[Excerpt to read]
A Case Study in Crisis: India’s rapid surge in childhood obesity

India stands as a stark microcosm of the global childhood obesity crisis, vividly illustrating how this challenge is no longer confined to wealthy nations. Once primarily preoccupied with undernutrition, the country is now grappling with a rapid and alarming surge in overweight and obesity across all age groups. This shift is so pronounced that, as UNICEF’s global report notes, obesity has now surpassed underweight as the most common form of malnutrition among school-aged children and adolescents worldwide—a trend acutely felt in India.

The data paints a disturbing picture. Between 2005 and 2021, the prevalence of overweight in Indian children under five rose by 127%. Even more dramatically, obesity among adolescent boys skyrocketed by 288%. This is not an isolated issue but a nationwide health emergency, with adult obesity rates also doubling. By 2030, India is projected to be home to over 27 million obese children and adolescents, accounting for a staggering 11% of the global burden.

Speaking at the media roundtable, Marie-Claude Desilets, Chief, Nutrition, UNICEF India, said, “With this high level of media exposure and easy access to unhealthy food, India is also following the same global trend with rapid rise in children and adolescents with overweight and obesity. The country is beginning to face the triple burden of malnutrition — stunting & wasting, micronutrient deficiencies and obesity — often coexisting in the same family or even the same person. India has a unique opportunity to act now to prevent overweight and obesity in children.”

The Drivers: A perfect storm of ultra-processed foods and aggressive marketing

This epidemic is fuelled by a dramatic dietary shift. The consumption of Ultra-Processed Foods (UPFs) in India exploded from $900 million in 2006 to $37.9 billion in 2019, growing at over 33% annually. Aggressive, targeted marketing—especially on the social media platforms frequented by youth—is a primary driver. A UNICEF U-Report poll found that 75% of young people in India see ads for sugary drinks and fast food weekly, with over half agreeing these ads make them want to buy the products.

This unhealthy food environment, combined with factors like inadequate breastfeeding, low physical activity, and increased screen time, is creating a triple burden of malnutrition where undernutrition, micronutrient deficiencies, and obesity often coexist within the same family.

The Cost and The Call to Action

The economic implications are severe. Obesity-related costs were estimated at nearly $29 billion in 2019 (1% of India’s GDP) and are projected to reach $839 billion by 2060. The human cost is higher, locking millions into a lifetime of increased risk for diabetes, heart disease, and cancer.

While the Government of India has launched initiatives like the Eat Right India campaign and restricted trans-fats, experts from the Let’s Fix Our Food consortium, including UNICEF and ICMR-NIN, urge stronger measures. These include implementing health taxes on sugary drinks and junk food, introducing mandatory front-of-package warning labels, and strictly regulating the marketing of unhealthy foods to children. Without this urgent, multi-sectoral action, India risks reversing its hard-won public health gains and jeopardizing the future of its youngest generation.

The story of childhood obesity is no longer a tale of wealth and indulgence in the Global North. It is a story of corporate power, market expansion, and the exploitation of vulnerability on a global scale. The UNICEF report makes it irrefutably clear that the same forces that contributed to health crises in rich countries are now actively exporting that crisis to the world’s most susceptible populations.

Addressing this challenge requires a fundamental reframing. We must stop seeing childhood obesity as a personal failing and recognize it for what it is: a direct consequence of a poorly regulated global food system that prioritizes profit over health. The fight against childhood obesity is now a global fight—one that demands urgent, coordinated, and courageous action from governments, civil society, and international organizations to ensure that every child, everywhere, has the right to a healthy diet and a healthy future.
[/Excerpt to read]
[Data]
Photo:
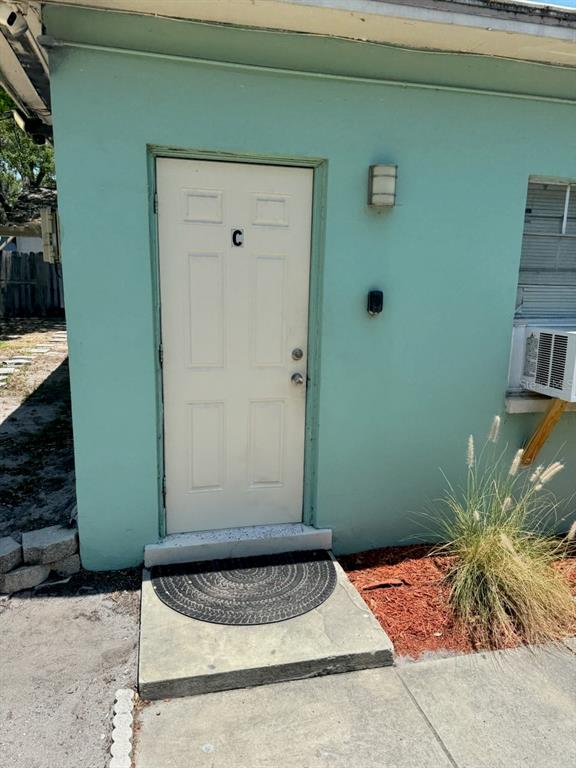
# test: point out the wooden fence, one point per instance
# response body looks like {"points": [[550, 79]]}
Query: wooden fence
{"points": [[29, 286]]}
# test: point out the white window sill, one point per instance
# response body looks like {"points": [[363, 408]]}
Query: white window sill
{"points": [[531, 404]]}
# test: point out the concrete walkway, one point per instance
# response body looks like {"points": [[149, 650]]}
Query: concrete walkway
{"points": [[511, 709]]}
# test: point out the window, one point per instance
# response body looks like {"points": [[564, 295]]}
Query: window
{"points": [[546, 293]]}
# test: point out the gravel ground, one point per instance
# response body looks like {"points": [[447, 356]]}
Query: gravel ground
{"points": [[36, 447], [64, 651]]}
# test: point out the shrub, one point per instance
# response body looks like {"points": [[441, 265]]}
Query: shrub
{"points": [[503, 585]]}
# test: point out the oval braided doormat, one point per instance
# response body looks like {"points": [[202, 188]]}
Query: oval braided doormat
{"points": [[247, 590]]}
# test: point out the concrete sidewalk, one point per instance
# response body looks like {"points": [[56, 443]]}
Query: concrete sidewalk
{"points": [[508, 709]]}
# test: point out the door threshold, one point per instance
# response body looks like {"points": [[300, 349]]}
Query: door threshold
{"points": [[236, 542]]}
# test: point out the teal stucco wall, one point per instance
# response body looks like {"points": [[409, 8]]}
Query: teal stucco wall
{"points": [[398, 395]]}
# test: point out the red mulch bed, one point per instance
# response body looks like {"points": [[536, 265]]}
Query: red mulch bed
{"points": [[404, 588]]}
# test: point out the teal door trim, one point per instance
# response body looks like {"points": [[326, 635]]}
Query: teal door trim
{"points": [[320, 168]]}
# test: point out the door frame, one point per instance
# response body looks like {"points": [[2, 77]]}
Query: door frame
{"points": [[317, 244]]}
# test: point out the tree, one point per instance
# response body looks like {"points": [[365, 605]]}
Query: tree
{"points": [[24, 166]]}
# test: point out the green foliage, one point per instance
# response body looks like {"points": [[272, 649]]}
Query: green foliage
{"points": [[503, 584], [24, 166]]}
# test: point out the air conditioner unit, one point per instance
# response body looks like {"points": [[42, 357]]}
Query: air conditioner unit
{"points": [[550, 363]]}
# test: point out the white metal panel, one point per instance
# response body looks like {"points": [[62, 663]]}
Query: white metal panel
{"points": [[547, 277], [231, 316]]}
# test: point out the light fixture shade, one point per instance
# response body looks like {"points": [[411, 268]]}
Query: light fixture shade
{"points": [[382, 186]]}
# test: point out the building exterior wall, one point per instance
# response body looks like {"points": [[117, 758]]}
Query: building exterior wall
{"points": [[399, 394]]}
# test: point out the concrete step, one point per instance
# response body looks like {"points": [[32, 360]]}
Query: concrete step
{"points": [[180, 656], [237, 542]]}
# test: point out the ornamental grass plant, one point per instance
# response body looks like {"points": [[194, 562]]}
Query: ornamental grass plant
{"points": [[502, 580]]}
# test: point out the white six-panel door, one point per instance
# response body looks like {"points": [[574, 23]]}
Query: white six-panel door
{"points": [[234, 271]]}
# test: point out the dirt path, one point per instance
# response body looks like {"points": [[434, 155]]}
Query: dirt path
[/Data]
Activity list:
[1] According to the article on childhood obesity in India, how many obese children and adolescents is India projected to have by 2030?
[2] Please echo the article on childhood obesity in India word for word, starting at "India stands as" and ending at "felt in India.".
You won't need the items for this.

Results of the tasks:
[1] Over 27 million.

[2]
India stands as a stark microcosm of the global childhood obesity crisis, vividly illustrating how this challenge is no longer confined to wealthy nations. Once primarily preoccupied with undernutrition, the country is now grappling with a rapid and alarming surge in overweight and obesity across all age groups. This shift is so pronounced that, as UNICEF’s global report notes, obesity has now surpassed underweight as the most common form of malnutrition among school-aged children and adolescents worldwide—a trend acutely felt in India.